Task instructions:
1. Copy word for word the part of the evaluation plan passage from "Section E, evaluation" up to and including "the medical field.".
2. Summarize the evaluation plan passage in two sentences.

Start of Passage shown

The administration of the palliatives to these patients follows as medication for other long term or terminal illnesses would follow. This is to ensure that the effect of the drugs does not wear off leading to the experience of pain by the patient. Follow up on the behaviors exhibited by the patient to undergo scrutiny to ascertain the effectiveness of the treatment towards its intended end.
Section E, evaluation plan
(a) Bibliometics on the statistical data collected during the research period shall provide an in-depth look at the actual impact of the medication in quantifiable terms.
(b) A review of case studies carried out in the same subject shall be important in testing the confidence of the conclusions. These are generally multifaceted sources of information such as regular publications, government publications on the subject matter and numerous other resources such as websites and databases
(c) Peer review on the research finding is another useful way of evaluating the research findings. Experts provide an objective view on the subject and have got a good standing in validation or otherwise of the research findings resulting from their position as experts in the medical field.

End of Passage shown
Start of Record extracts

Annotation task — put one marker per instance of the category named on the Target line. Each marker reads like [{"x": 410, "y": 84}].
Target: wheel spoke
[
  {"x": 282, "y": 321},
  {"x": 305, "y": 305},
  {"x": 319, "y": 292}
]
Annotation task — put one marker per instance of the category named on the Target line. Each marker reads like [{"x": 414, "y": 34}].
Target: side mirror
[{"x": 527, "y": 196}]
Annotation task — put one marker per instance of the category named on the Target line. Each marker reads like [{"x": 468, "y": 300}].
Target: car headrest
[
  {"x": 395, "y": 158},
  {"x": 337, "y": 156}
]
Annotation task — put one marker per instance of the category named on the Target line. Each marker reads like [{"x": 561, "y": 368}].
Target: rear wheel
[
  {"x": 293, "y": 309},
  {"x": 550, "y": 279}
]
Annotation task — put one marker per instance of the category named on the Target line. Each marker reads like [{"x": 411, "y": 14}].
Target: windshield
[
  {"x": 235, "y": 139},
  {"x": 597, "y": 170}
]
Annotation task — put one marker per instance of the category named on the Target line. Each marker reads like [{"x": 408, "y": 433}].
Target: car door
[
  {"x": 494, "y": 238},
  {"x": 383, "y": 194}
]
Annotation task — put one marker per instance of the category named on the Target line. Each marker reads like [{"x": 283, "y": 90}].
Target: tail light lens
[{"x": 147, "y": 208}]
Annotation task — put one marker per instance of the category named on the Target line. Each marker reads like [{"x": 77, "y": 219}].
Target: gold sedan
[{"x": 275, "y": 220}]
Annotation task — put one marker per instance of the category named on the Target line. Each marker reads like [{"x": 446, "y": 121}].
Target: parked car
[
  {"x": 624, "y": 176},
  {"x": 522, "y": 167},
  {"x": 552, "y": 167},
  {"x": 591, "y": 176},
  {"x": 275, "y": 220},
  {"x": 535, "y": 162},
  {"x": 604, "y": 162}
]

End of Record extracts

Answers per task:
1.
Section E, evaluation plan
(a) Bibliometics on the statistical data collected during the research period shall provide an in-depth look at the actual impact of the medication in quantifiable terms.
(b) A review of case studies carried out in the same subject shall be important in testing the confidence of the conclusions. These are generally multifaceted sources of information such as regular publications, government publications on the subject matter and numerous other resources such as websites and databases
(c) Peer review on the research finding is another useful way of evaluating the research findings. Experts provide an objective view on the subject and have got a good standing in validation or otherwise of the research findings resulting from their position as experts in the medical field.

2. Palliatives are given to these patients on the same basis as medication for other long-term or terminal illnesses, so that the drugs' effect does not wear off and leave the patient in pain, and the patient's behaviors are followed up to check whether the treatment is effective. The evaluation plan consists of bibliometrics on the statistical data collected during the research period, a review of case studies on the same subject, and peer review of the findings by experts in the medical field.